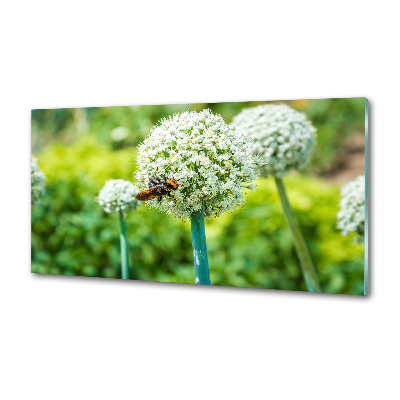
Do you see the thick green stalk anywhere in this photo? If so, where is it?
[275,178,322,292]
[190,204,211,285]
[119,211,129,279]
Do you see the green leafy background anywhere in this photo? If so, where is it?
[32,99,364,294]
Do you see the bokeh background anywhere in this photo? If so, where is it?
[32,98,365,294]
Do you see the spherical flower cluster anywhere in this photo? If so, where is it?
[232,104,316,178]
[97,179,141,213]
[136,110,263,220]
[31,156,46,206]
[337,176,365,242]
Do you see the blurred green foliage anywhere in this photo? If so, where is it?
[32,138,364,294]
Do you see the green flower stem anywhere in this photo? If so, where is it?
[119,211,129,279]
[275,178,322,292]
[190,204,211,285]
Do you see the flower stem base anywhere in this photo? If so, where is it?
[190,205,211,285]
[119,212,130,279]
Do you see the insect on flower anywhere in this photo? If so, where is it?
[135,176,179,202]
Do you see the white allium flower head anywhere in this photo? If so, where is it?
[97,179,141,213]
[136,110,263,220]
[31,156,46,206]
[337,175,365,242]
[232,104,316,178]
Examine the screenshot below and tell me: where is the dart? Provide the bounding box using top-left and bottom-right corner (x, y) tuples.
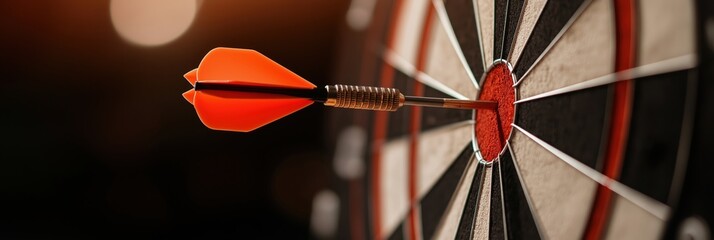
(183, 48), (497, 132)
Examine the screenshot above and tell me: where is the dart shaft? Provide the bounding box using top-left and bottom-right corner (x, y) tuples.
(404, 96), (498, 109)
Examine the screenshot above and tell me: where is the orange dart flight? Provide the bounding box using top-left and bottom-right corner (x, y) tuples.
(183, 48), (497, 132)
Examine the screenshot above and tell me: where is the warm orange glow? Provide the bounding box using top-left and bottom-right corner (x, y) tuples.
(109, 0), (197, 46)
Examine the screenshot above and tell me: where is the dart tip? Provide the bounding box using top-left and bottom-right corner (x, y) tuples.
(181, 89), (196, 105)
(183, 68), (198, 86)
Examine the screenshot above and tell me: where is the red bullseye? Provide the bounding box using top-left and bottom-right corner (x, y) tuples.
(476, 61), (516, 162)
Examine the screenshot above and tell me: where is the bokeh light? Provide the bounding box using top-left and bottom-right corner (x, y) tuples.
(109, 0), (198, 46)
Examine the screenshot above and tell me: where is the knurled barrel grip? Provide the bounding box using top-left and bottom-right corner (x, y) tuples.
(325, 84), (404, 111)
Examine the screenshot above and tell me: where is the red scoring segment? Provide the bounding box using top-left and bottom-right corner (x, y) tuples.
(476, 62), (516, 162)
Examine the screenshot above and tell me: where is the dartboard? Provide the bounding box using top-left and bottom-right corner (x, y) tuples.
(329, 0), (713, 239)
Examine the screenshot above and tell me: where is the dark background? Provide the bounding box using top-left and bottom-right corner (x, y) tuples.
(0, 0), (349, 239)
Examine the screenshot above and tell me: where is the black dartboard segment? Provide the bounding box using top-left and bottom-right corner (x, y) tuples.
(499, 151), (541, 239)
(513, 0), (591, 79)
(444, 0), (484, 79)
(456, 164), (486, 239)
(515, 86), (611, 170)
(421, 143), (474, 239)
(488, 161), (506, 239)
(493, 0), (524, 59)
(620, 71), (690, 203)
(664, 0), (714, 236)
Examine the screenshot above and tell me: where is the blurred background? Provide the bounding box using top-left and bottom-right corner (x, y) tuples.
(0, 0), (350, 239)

* * *

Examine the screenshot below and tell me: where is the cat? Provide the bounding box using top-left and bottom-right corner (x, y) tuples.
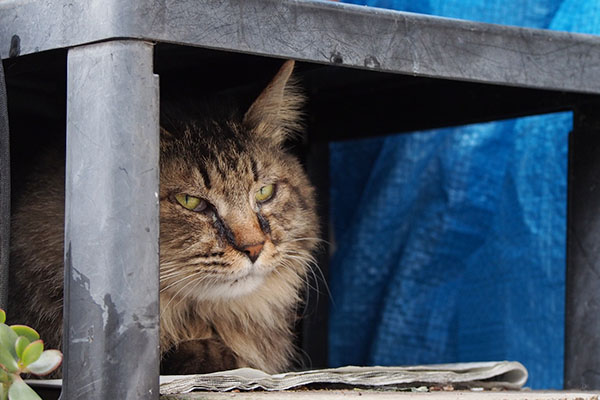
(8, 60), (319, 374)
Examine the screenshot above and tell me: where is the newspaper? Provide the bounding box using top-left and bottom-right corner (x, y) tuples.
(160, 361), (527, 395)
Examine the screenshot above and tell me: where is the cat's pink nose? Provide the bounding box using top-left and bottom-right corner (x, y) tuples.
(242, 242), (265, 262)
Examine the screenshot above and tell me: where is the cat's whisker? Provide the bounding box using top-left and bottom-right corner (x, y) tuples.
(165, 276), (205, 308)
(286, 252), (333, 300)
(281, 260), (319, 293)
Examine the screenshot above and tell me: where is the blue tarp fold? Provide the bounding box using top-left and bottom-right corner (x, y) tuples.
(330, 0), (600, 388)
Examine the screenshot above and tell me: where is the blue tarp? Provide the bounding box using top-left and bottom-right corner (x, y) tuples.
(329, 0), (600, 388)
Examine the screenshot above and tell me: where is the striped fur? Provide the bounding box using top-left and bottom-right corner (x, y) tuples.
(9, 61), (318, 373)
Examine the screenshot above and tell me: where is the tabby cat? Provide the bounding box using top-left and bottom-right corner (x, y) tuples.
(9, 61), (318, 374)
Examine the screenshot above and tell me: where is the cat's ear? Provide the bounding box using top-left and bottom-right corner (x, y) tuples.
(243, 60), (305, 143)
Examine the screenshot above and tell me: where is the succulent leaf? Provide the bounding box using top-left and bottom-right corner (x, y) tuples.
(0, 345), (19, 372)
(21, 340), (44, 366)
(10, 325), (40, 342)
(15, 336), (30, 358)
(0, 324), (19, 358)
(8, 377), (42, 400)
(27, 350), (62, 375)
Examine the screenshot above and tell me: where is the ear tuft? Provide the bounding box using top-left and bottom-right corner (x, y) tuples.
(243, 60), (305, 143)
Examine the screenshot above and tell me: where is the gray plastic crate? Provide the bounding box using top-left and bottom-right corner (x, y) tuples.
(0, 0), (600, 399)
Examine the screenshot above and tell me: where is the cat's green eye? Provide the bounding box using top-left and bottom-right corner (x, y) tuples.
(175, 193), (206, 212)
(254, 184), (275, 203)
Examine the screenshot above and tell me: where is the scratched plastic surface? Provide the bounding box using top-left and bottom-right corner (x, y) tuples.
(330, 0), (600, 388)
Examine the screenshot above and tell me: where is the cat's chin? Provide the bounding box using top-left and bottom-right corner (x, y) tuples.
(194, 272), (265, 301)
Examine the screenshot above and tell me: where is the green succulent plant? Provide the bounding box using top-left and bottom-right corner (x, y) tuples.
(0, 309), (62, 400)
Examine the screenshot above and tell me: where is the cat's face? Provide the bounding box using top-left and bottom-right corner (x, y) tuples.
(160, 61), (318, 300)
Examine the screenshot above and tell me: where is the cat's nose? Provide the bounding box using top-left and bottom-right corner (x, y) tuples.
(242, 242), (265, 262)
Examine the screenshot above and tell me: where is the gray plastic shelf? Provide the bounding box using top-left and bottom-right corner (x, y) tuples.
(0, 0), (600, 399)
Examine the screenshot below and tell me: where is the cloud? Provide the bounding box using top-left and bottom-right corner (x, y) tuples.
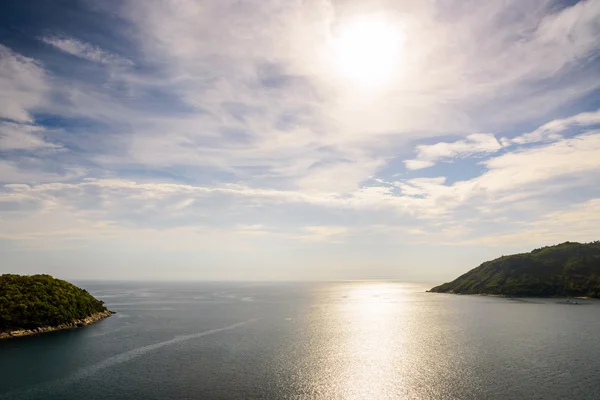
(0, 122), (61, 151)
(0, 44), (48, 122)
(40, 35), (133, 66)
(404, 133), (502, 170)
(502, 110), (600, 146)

_Directive_
Give everything in the records from the line containing "is the dartboard?" down to the line containing "(0, 0), (349, 239)", both included, as a JSON list of strings with one string per line and any blank lines omitted.

_Correct answer_
[
  "Examine the screenshot above and tell me: where is the dartboard? Provide the bounding box using top-left and bottom-right corner (x, y) tuples.",
  "(329, 0), (713, 239)",
  "Examine the screenshot above and tell me: where is the dark background? Provide the bounding box using top-left and bottom-right corner (x, y) tuples.",
  "(0, 0), (349, 239)"
]